Data to process -
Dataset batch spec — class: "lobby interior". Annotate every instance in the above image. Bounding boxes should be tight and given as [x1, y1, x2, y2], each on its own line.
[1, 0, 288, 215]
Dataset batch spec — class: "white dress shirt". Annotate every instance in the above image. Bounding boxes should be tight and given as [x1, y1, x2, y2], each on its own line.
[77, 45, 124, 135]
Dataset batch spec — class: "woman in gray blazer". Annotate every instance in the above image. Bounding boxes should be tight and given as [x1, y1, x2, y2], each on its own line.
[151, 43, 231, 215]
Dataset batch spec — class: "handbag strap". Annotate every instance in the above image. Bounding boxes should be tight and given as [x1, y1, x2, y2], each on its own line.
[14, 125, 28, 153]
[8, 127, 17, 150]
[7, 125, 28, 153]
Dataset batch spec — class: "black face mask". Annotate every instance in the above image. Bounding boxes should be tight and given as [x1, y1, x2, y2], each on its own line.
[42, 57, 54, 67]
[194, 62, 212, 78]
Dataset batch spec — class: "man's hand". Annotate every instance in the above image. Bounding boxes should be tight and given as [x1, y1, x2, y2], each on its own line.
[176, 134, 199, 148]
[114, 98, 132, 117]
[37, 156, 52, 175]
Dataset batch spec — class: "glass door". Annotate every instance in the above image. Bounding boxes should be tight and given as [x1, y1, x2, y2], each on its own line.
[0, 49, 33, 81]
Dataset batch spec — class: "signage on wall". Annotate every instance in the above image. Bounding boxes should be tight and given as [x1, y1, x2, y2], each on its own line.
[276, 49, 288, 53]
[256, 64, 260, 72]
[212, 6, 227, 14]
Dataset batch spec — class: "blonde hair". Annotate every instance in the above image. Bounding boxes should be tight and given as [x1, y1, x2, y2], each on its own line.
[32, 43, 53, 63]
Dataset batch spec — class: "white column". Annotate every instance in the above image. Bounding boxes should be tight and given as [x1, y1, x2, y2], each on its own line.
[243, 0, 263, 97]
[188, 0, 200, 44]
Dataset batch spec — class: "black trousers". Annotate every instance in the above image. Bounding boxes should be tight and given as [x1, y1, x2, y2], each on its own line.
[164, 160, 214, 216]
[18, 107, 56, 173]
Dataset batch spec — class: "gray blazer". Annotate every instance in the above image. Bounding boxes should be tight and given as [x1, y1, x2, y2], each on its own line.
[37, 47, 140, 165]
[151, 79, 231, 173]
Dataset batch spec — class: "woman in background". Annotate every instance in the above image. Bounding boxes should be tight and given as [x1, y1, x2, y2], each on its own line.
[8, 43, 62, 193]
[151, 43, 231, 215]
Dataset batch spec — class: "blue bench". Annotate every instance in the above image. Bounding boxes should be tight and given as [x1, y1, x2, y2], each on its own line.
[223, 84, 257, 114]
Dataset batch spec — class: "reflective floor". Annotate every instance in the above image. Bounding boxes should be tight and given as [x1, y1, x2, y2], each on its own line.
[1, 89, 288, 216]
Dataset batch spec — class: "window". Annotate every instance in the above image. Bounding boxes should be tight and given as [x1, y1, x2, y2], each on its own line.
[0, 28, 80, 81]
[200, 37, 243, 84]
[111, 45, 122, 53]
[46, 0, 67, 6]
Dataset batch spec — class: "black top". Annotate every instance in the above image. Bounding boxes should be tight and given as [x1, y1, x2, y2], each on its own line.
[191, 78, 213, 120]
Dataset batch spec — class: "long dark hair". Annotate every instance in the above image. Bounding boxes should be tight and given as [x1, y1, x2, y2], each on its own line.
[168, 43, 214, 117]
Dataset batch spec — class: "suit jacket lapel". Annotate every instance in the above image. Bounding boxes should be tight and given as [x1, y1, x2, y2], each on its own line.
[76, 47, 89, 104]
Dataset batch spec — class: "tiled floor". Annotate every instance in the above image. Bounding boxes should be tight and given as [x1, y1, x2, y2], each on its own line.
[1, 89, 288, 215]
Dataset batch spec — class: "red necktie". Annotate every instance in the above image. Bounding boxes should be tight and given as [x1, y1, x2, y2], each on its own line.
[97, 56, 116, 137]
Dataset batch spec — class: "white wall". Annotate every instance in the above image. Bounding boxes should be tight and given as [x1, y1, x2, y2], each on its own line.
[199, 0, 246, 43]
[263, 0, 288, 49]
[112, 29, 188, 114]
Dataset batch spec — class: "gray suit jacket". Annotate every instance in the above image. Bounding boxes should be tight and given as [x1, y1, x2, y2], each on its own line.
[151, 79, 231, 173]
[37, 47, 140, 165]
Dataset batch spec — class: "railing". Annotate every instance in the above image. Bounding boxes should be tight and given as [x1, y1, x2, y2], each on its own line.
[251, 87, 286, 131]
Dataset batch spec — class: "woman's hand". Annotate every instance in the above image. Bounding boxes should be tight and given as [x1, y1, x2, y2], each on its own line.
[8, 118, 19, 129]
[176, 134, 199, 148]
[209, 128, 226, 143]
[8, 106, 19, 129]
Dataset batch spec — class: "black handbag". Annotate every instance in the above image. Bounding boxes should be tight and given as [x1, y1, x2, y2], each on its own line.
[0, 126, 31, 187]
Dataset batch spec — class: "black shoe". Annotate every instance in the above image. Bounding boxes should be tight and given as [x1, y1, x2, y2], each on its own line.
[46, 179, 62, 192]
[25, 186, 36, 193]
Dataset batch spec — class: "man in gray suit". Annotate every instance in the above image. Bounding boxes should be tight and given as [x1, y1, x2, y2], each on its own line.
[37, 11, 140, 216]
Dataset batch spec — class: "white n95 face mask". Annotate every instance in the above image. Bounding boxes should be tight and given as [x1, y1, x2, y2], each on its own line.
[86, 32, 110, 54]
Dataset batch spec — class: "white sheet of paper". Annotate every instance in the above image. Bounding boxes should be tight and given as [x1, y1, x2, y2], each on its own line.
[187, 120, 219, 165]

Your task -
Retype the material word for word, including every line.

Response area -
Dataset batch spec — class: "lobby interior". Annotate every instance in the above image. Bounding boxes should be tight and given as [x1, y1, x2, y2], each on its own line.
[1, 0, 288, 215]
Dataset batch spec — class: "white dress shirt". Annotate every instance in the above image. Bounding boxes should be tight and given as [x1, y1, x2, y2], each on its own line.
[77, 45, 124, 135]
Dataset batch spec — class: "woman in gray blazer". Annotate every instance in the above image. Bounding boxes should be tight and given as [x1, y1, x2, y2], each on its own line.
[151, 43, 231, 215]
Dataset batch spec — class: "handbag strap". Annotate every instance in the above image. Bounding boxes should be tight and given as [x1, y1, x2, y2], each on its own line.
[14, 125, 28, 153]
[8, 127, 17, 150]
[7, 125, 28, 153]
Dataset batch spec — class: "black face mask". Annotate every instance in the above image. Bounding boxes should be tight and given as [x1, y1, x2, y2], each on its own line.
[42, 57, 54, 67]
[194, 62, 212, 78]
Dataset batch spec — class: "man's hand". Annotate every instance in the above image. Bounding boxes should be tight and given as [x1, y1, x2, y2], each on its own line.
[176, 134, 199, 148]
[114, 98, 132, 117]
[37, 156, 52, 175]
Dataset batch spec — class: "glass door". Annotate every instance in the above image. Bounding boxes should be tight and given as [x1, y1, x2, y2], each on its own line.
[0, 49, 33, 81]
Dataset batch spec — class: "signage on wall". Annotate every instance in the above image. Bounding boxes should be tight and given as [x1, y1, x2, y2], each on its own line.
[276, 49, 288, 53]
[256, 64, 260, 72]
[212, 6, 227, 14]
Dataset batch spec — class: "blonde hair". Annotate every instance in the above image. Bounding boxes should be tight and given as [x1, y1, x2, y2], each on its own line.
[32, 43, 53, 63]
Dataset batch spec — class: "white column". Annotate every instance in the above image. Bounding boxes should be tight and given as [x1, y1, x2, y2], each on its own line.
[243, 0, 263, 97]
[188, 0, 200, 44]
Dataset batch spec — class: "black trousers". Annotate every instance in the above image. Bounding boxes should be tight and given as [x1, y1, x2, y2], each on its own line.
[164, 160, 214, 216]
[18, 107, 56, 173]
Dataset batch spec — class: "gray blazer". Annotate every instance in the above image. Bounding boxes should be tight and given as [x1, y1, x2, y2], each on its own line.
[37, 47, 140, 165]
[151, 79, 231, 173]
Dataset batch spec — class: "woman in background". Annotate every instance in the above image. Bounding boxes should be tight and given as [x1, y1, x2, y2], each on its own line.
[8, 43, 62, 193]
[151, 43, 231, 215]
Dataset batch spec — class: "blue bench". Annotate every instance in the above image. Bounding boxes should be tight and given as [x1, y1, x2, y2], each on its own line.
[223, 84, 257, 114]
Dataset batch spec — class: "reflective floor". Annotate every instance in the above image. Bounding boxes should be tight and given as [x1, y1, x2, y2], each on its own line.
[1, 89, 288, 216]
Dataset batch spec — class: "window". Annotate every instance in the above image. Bounding boxes should be tight and given as [x1, y1, x2, y2], each on its own line.
[0, 28, 80, 81]
[200, 37, 243, 84]
[111, 45, 122, 53]
[46, 0, 67, 6]
Dataset batch spec — class: "black top". Annotate every instance in the above image. Bounding boxes should be tight and given as [x1, y1, x2, y2], each on its own line.
[191, 78, 213, 120]
Dataset batch spec — class: "long dark hair". Annotate every instance in the above image. Bounding boxes should be tight and given as [x1, y1, x2, y2], each on its own line.
[168, 43, 214, 117]
Dataset batch spec — class: "suit jacket lapel". Annotate every instance in the above image. Bounding boxes should be tight and given as [x1, y1, x2, y2], each on its own line.
[76, 47, 89, 104]
Dataset batch spec — class: "tiled floor". Annotate every instance in the above image. Bounding boxes should be tight and given as [x1, y1, x2, y2], each on its own line.
[1, 89, 288, 215]
Dataset batch spec — class: "red necktie". Annotate every instance in the above image. Bounding boxes should be tight and given as [x1, y1, x2, y2], each on its own line.
[97, 56, 116, 137]
Dataset batch spec — class: "white wall". Annotate every instance in the above image. Bounding boxes should be tight and given as [x1, y1, x2, y2], each on its own line.
[199, 0, 246, 43]
[263, 0, 288, 49]
[112, 29, 188, 114]
Dataset batch spec — class: "gray suit jacket". Annotate every instance in the above image. Bounding boxes should be tight and given as [x1, y1, x2, y2], each on its own line.
[151, 79, 231, 173]
[37, 47, 140, 165]
Dataset batch spec — class: "railing". Annotate every instance in the above image. Bounding boxes should be tight and given as [x1, y1, x2, y2], each on its own line.
[251, 87, 286, 131]
Dataset batch spec — class: "woman's hand". Annotate every instance in the above image. Bounding boxes should be tight and given as [x1, y1, x2, y2], each on its own line.
[8, 118, 19, 129]
[176, 134, 199, 148]
[209, 128, 226, 143]
[8, 106, 19, 129]
Dataset batch spec — class: "black handbag". Annotate every instance in the above image. Bounding boxes should be tight and given as [x1, y1, x2, y2], each on its own line.
[0, 126, 31, 187]
Dataset batch spec — class: "black shoe". Annotate every instance in the above image. Bounding boxes should be tight and given as [x1, y1, x2, y2], each on its own line.
[46, 179, 62, 192]
[25, 186, 36, 193]
Dataset batch spec — class: "man in gray suit". Annotate every instance in the above image. Bounding boxes should be tight and given as [x1, y1, x2, y2], each on its own line.
[37, 11, 140, 216]
Dataset batch spec — class: "white n95 face mask". Annotate every instance in the above image. Bounding boxes should be tight and given as [x1, y1, x2, y2], each on its own line.
[86, 32, 110, 54]
Dataset batch spec — class: "white sheet of paper". Annotate every instance in the above image. Bounding boxes should be tight and given as [x1, y1, x2, y2], each on its own line.
[187, 120, 219, 165]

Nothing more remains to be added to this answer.